-- AIM --
Answer these questions about the piece on feminism in Zimbabwe below:
(a) To whom does the opening line attribute the view that feminism is not antagonistic to culture?
(b) What will a self-declared feminist supposedly never do, according to the advice quoted?
(c) What are girls praised for, and what are boys fist-bumped for?

-- EXCERPTED TEXT --

┌──

Feminism in Zimbabwe: Our culture must be for all of us.

Feminism, is about believing in gender equality, that is not antagonistic to our culture, our culture is what we make of it, says Kudzai Muhlanga.

If you say you are a feminist they look at you, all funny, as though you’ve suddenly grown a second head or as though you’ve just professed you are from Mars. The look is followed by a condescending “hooo inga,” or the sage advice to “stop spewing such nonsense or you’ll never get married, it simply isn’t in our ways. It’s a western thing, leave it.”

When will it be okay?

When will it be okay to call out the chauvinistic ways of our society. When will it be okay to encourage girls to be comfortable with their sensuality in the same way we tell our boys to be “boys”. We praise our girls for ‘preserving their virtue,’ and fist bump our boys for playing the field. 

When will it be okay to be intelligent, and ambitious as a woman?”

└──

-- DATASET EXCERPT --
┌──

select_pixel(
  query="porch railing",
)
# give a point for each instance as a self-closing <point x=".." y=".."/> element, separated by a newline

└──

-- COMPLETED TASK --
(a) Kudzai Muhlanga.
(b) Get married.
(c) Girls are praised for "preserving their virtue," and boys are fist-bumped for playing the field.